ACTIVITY » All entries must be repeated exactly; do not include the pictures.
* * * *
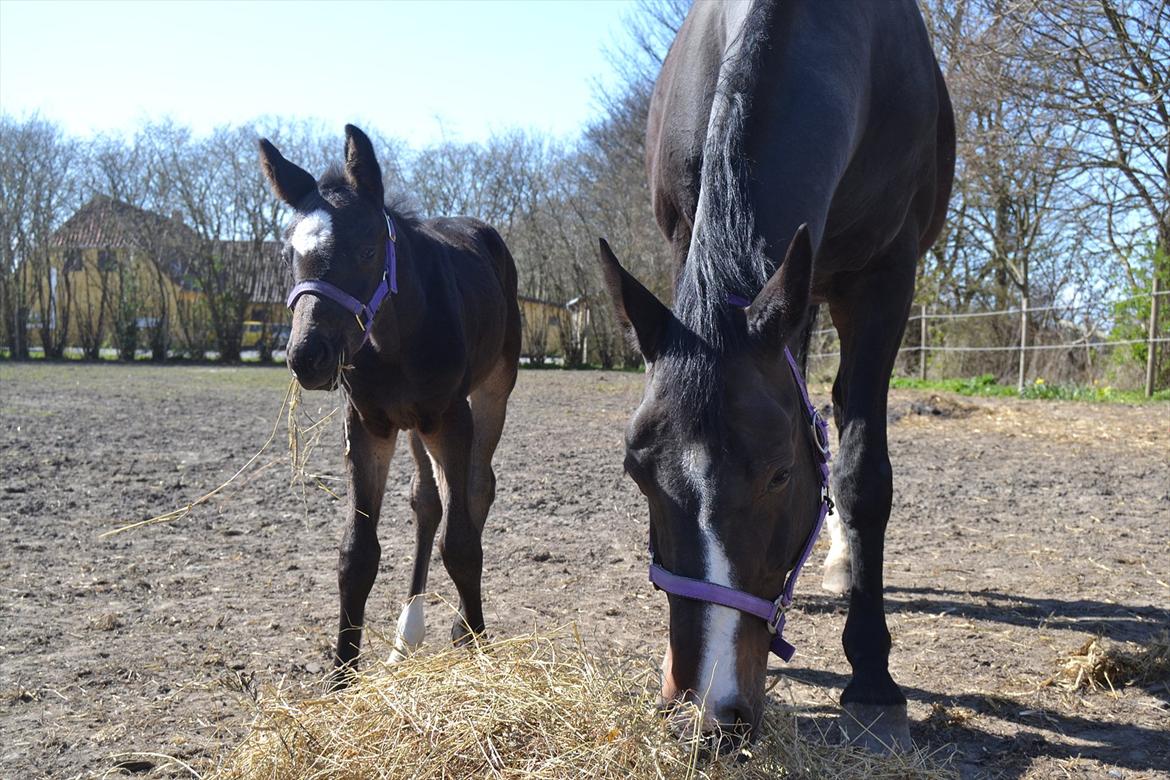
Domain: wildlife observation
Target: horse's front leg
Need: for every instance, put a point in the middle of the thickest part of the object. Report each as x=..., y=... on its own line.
x=367, y=455
x=871, y=321
x=461, y=546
* * * *
FINISHED EXERCISE »
Domain: wildlife observation
Target: horse's front leg
Need: for every instance, put a point in the middle of the thickest part of the object. Report each as x=..., y=... on its own line.
x=367, y=455
x=871, y=321
x=461, y=546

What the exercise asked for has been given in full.